* START Supplied information *

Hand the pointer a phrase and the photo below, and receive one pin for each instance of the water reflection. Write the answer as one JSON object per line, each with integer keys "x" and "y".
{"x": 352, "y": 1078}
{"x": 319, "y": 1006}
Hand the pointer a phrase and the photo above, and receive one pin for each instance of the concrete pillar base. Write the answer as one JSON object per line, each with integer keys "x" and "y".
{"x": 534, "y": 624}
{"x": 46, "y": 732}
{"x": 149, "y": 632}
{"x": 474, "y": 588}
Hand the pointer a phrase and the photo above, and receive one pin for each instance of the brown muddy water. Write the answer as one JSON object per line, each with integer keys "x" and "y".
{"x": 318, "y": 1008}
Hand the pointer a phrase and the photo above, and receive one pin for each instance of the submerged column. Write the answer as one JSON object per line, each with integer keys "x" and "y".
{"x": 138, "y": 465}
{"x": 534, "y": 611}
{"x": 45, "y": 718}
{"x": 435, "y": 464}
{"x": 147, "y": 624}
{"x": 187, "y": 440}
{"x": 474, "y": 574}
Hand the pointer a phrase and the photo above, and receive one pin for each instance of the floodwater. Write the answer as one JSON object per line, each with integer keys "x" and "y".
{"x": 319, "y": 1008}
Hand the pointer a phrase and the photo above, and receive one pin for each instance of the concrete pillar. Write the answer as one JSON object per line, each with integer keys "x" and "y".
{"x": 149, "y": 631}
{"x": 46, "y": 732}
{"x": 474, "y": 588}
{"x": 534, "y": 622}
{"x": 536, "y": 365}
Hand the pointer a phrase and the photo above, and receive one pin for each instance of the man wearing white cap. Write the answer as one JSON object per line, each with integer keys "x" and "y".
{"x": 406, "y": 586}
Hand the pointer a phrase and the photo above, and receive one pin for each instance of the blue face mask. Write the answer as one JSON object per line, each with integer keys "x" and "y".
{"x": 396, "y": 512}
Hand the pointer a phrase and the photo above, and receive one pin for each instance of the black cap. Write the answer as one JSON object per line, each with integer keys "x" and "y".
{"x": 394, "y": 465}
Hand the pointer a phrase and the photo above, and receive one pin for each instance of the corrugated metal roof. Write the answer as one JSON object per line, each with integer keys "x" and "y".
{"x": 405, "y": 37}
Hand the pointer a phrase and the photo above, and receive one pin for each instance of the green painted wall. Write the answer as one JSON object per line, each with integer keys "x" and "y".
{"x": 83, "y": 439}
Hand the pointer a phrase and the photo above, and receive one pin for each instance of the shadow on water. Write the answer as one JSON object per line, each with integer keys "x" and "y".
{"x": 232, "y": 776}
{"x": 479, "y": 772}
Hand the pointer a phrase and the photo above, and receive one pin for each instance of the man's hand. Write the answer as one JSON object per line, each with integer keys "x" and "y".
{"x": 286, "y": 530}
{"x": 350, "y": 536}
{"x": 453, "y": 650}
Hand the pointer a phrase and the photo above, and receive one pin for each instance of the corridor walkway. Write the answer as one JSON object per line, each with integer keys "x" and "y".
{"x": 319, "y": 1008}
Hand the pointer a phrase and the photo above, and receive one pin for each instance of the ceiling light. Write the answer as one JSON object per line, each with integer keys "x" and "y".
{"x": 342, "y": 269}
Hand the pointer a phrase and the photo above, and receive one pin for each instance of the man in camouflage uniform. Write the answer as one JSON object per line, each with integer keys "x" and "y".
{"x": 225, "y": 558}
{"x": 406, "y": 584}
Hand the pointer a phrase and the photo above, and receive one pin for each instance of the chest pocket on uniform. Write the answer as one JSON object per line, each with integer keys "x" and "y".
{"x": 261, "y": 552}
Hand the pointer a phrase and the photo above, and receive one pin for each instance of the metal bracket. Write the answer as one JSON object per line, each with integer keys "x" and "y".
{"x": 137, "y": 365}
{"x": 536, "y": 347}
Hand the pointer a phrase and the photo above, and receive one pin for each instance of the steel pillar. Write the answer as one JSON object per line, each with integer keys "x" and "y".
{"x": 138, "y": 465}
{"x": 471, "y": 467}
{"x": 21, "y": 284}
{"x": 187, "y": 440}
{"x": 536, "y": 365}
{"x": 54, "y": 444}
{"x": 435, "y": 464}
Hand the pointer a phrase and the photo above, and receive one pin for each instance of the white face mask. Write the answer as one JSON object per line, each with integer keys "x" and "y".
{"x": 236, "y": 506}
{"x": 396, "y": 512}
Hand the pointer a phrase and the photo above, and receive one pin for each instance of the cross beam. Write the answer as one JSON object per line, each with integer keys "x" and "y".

* END Supplied information *

• _Aim of the task_
Copy out every one of the lines above word for word, keeping their order.

• _Full answer_
Hand the pointer a phrase and the photo below, and receive one pin for each instance of the water reflection. Write the answer as one JSON object per line, each with integer keys "x" and "y".
{"x": 352, "y": 1078}
{"x": 319, "y": 1006}
Hand the pointer a phrase and the photo above, and receive one pin for each instance of the concrete pillar base. Write the answer as one JSON object per line, each with integer keys "x" and "y".
{"x": 534, "y": 624}
{"x": 46, "y": 732}
{"x": 149, "y": 632}
{"x": 474, "y": 588}
Hand the pointer a phrase and the photo above, and receive one pin for each instance of the brown muddy water. Write the answer as one JSON object per line, each with integer keys "x" and "y".
{"x": 318, "y": 1008}
Hand the pointer a phrase and the photo above, and receive one pin for each instance of the submerged column. Write the answer as one JSON object per line, each with integer keys "x" and "y".
{"x": 138, "y": 465}
{"x": 534, "y": 611}
{"x": 45, "y": 718}
{"x": 435, "y": 464}
{"x": 147, "y": 624}
{"x": 187, "y": 440}
{"x": 474, "y": 574}
Hand the pointer a phrase and the photo above, and receive one pin for each instance of the floodwater. Write the answer as one JSON object per line, each with integer keys "x" and "y".
{"x": 319, "y": 1008}
Hand the pointer a phrase and the photo above, and receive one pin for each instance of the concrete pillar. Write the answer as one JSON object per line, each with integer keys "x" and "y".
{"x": 149, "y": 631}
{"x": 46, "y": 732}
{"x": 474, "y": 588}
{"x": 534, "y": 622}
{"x": 536, "y": 365}
Hand the pointer a phrase and the photo above, and receive one pin for each instance of the man wearing white cap. Write the answer as one JSON object per line, each with integer keys "x" and "y".
{"x": 406, "y": 586}
Hand the pointer a phrase and the photo above, and receive one pin for each instance of the blue face mask. Write the answer as one JSON object per line, each with integer keys "x" and "y".
{"x": 396, "y": 512}
Hand the pointer a phrase and the photo above, and receive one pin for each instance of the black cap. Write the answer as one JSON object per line, each with integer keys "x" and "y".
{"x": 394, "y": 465}
Hand the pointer a phrase and the photo above, and receive one pin for each instance of the corrugated metal roof. Write the answer as one JSON object per line, each with integer keys "x" and "y".
{"x": 405, "y": 37}
Hand the pointer a phrase and the photo above, and receive one pin for each instance of the green painted wall. Write the answer as one JSON object per line, each with integer keys "x" and "y".
{"x": 83, "y": 439}
Hand the pointer a phrase and the photo above, and receive one pin for each instance of the shadow on water. Write the answer as one JSON object per line, each with integer keys "x" and "y".
{"x": 232, "y": 776}
{"x": 479, "y": 772}
Hand the pointer a phrase and the photo above, and receive one pin for each instance of the man's hand. Write the answer as one JSON object per line, each with integer keys "x" and "y".
{"x": 286, "y": 530}
{"x": 350, "y": 536}
{"x": 453, "y": 650}
Hand the pointer a phrase and the photo above, and receive one pin for each instance of the corridor walkway. Write the answer as one JSON object per line, each with integer keys "x" and "y".
{"x": 319, "y": 1008}
Hand the pointer a phrase and the photo above, and receive one pin for each instance of the ceiling light. Write the answer as one JSON object per line, each with integer keys "x" and "y".
{"x": 342, "y": 269}
Hand the pointer a phrase and the photo above, and receive one pin for each instance of the man in camouflage uniform. Write the answer as one JSON object per line, each with integer keys "x" and "y".
{"x": 225, "y": 558}
{"x": 406, "y": 584}
Hand the pointer a phrase and the photo above, and receive one pin for each instance of the chest pocket on uniform. Write the answer as one JSON object per line, each with integer keys "x" and "y".
{"x": 261, "y": 552}
Hand the pointer a phrase and the photo above, and receive one pin for each instance of the metal bracket. Write the answer as one JSON object per line, each with integer keys "x" and "y".
{"x": 137, "y": 365}
{"x": 536, "y": 347}
Hand the pointer a phrase and the photo above, and receive one pin for each instance of the steel pillar. Write the answer as one JSON object per line, each with integer keys "x" and "y".
{"x": 138, "y": 465}
{"x": 471, "y": 467}
{"x": 21, "y": 284}
{"x": 187, "y": 440}
{"x": 536, "y": 365}
{"x": 54, "y": 444}
{"x": 435, "y": 464}
Hand the pointer a phrase and the photo above, and receive one pin for each instance of the white face mask. Write the answer as one JSON object per line, each with integer keys "x" and "y".
{"x": 236, "y": 506}
{"x": 396, "y": 512}
Hand the pointer a phrase and the photo above, and receive one pin for each instance of the cross beam. Write the answer as one JSON object per line, each with integer keys "x" and "y".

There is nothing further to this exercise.